> _YOUR OBJECTIVE_
Skip every picture, then write out exactly the lines of the listing below from the line that contains "task | identify every instance of the plowed" through the final line.

[Coordinate annotation records]
···

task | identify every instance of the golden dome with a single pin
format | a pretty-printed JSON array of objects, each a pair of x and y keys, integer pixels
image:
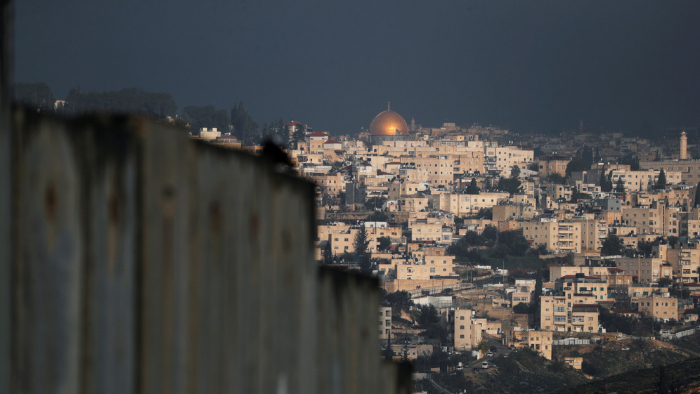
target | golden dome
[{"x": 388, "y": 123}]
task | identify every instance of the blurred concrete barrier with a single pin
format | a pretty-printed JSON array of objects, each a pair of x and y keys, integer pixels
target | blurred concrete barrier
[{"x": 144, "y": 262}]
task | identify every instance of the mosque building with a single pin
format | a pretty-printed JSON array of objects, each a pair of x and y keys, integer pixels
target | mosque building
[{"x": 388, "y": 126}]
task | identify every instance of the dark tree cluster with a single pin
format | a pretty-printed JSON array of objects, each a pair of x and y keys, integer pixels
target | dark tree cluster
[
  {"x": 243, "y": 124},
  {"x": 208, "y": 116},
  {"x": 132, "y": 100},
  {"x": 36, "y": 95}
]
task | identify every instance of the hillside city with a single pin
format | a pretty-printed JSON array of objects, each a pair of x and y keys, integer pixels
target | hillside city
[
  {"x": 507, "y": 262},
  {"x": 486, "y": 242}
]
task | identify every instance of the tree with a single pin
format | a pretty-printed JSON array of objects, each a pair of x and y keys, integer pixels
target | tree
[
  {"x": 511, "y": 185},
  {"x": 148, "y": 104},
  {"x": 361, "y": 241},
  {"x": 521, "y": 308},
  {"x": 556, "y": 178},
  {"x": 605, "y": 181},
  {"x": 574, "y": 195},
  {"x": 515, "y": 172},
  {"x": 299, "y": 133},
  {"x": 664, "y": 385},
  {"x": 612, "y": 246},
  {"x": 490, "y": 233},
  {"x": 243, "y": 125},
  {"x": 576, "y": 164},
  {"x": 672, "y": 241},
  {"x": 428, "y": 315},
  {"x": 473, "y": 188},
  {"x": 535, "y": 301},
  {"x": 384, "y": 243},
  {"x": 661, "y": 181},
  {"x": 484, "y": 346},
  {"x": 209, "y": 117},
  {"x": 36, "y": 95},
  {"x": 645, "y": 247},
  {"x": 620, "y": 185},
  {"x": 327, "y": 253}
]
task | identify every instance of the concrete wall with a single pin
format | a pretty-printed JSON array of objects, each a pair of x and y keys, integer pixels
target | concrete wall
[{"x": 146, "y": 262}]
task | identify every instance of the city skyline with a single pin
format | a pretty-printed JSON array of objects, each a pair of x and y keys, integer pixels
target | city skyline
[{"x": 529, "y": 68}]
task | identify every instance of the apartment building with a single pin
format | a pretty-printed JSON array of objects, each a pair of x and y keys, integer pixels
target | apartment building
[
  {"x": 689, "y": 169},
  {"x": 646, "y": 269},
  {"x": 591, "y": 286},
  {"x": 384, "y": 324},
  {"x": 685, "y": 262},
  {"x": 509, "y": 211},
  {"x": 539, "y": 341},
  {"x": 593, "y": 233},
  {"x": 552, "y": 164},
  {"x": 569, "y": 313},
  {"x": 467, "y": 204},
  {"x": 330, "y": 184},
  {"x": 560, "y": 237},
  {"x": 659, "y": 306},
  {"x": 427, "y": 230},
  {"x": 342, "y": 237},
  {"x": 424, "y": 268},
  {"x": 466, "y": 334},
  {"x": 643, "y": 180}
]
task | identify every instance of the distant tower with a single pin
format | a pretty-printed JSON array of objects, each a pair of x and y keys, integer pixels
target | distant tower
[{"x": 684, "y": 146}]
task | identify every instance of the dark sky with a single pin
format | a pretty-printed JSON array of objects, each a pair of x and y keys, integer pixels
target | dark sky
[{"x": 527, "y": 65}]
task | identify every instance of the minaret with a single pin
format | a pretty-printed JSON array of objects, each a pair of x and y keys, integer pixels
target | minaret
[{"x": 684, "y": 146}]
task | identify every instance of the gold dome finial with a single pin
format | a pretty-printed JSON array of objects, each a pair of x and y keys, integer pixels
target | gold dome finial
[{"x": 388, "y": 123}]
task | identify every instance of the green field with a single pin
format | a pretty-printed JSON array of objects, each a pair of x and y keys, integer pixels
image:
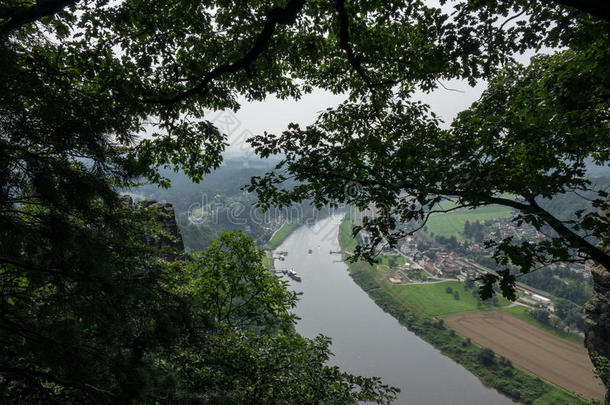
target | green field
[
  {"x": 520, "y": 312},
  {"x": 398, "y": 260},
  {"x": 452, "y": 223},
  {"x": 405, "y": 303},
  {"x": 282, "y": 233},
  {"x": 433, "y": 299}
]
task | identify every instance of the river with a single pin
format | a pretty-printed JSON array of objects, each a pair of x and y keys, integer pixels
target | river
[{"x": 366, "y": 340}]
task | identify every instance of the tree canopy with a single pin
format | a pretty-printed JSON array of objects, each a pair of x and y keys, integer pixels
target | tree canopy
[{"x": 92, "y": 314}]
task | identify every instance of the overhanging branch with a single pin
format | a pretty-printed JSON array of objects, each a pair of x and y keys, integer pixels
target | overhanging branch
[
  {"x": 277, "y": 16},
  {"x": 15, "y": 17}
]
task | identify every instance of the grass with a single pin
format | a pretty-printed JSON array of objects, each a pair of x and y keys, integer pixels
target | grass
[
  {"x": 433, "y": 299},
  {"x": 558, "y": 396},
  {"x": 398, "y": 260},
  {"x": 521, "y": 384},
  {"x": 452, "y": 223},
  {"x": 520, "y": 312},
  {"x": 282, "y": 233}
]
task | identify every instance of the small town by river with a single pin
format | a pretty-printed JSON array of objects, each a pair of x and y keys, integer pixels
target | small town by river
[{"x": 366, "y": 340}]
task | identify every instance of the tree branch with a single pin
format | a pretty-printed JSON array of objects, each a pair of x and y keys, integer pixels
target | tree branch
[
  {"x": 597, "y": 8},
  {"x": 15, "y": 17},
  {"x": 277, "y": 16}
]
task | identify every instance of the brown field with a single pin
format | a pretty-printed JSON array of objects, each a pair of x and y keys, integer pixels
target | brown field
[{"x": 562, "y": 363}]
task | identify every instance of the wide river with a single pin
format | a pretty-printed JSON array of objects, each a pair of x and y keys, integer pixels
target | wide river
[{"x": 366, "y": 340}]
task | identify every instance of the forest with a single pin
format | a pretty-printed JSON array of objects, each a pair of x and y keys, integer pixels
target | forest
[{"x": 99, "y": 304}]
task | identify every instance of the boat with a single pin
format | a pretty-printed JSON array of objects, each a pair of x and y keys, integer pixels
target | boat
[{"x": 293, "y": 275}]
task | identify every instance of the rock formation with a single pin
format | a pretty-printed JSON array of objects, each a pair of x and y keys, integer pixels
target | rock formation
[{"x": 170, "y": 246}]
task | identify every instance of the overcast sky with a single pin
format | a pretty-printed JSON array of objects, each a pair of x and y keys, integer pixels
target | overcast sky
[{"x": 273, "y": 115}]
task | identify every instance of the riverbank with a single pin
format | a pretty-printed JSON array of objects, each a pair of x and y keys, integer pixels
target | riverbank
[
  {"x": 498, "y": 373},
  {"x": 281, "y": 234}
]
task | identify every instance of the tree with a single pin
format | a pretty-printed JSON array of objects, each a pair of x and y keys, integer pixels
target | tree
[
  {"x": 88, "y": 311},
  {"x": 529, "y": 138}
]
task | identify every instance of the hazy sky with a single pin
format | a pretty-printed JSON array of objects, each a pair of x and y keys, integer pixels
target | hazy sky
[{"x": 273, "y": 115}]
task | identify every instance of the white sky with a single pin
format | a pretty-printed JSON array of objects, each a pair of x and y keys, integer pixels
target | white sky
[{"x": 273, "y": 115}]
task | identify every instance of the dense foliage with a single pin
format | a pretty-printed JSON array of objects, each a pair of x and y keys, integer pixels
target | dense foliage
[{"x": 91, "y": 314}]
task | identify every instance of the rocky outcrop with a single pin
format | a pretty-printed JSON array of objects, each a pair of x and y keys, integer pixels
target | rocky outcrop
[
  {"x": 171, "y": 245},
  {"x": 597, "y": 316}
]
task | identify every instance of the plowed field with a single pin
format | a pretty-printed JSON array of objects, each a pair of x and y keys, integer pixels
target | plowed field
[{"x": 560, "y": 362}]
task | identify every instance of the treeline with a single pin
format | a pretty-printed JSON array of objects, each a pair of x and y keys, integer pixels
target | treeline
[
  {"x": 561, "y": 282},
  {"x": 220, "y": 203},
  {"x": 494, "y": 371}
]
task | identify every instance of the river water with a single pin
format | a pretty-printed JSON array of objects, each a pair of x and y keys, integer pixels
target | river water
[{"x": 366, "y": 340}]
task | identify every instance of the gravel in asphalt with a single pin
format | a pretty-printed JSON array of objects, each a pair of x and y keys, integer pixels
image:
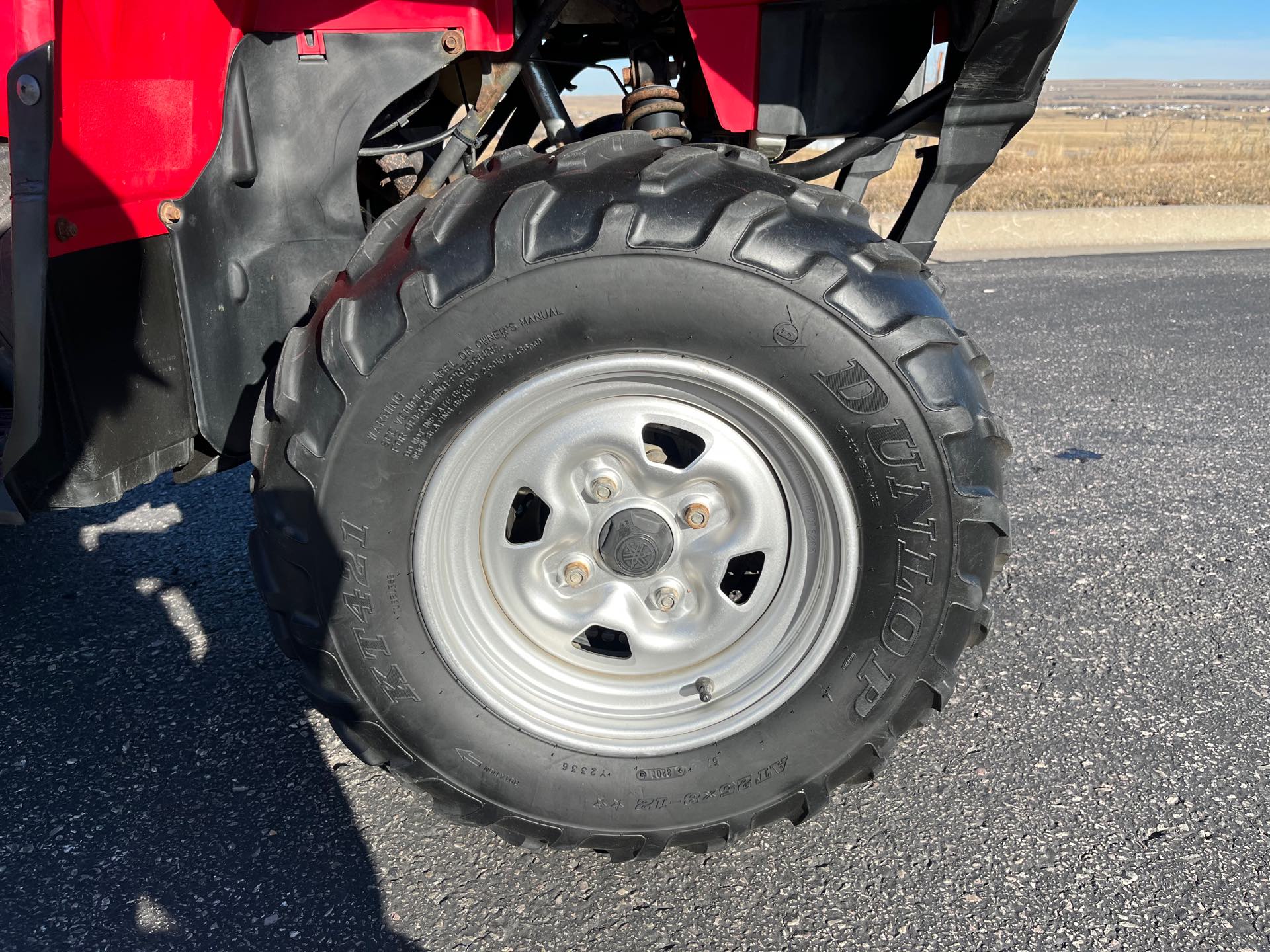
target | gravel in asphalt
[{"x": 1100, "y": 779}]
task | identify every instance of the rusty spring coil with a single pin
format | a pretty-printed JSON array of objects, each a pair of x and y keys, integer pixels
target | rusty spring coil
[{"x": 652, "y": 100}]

···

> _EXERCISE OUTPUT_
task | identify every instance of the plowed field with a single pin
format | a pretty-printed JSON array of objects, each a pair of x and y keys, integer pixels
target | plowed field
[{"x": 560, "y": 362}]
task | identify every instance of the treeline with a single pin
format | a pretty-printed JSON array of objects, each a pair of x and y keys, integer pixels
target | treeline
[
  {"x": 561, "y": 282},
  {"x": 220, "y": 203},
  {"x": 494, "y": 371}
]
task | identify every instance of the river water with a single pin
format | a pretty-printed JSON array of objects, each a pair of x and y keys, integer pixels
target | river water
[{"x": 366, "y": 340}]
task | identify every instance of the gravel in asphalt with a single pin
format | a pretty-printed JSON array of objects, each a pair of x and y keys, integer pixels
image:
target | gravel in asphalt
[{"x": 1100, "y": 779}]
task | identify every instance of the rusty spring coil with a single pin
format | a pretty-printed JSON array of objects, each a pair of x and y keys, integer pixels
target | rusty spring coil
[{"x": 652, "y": 100}]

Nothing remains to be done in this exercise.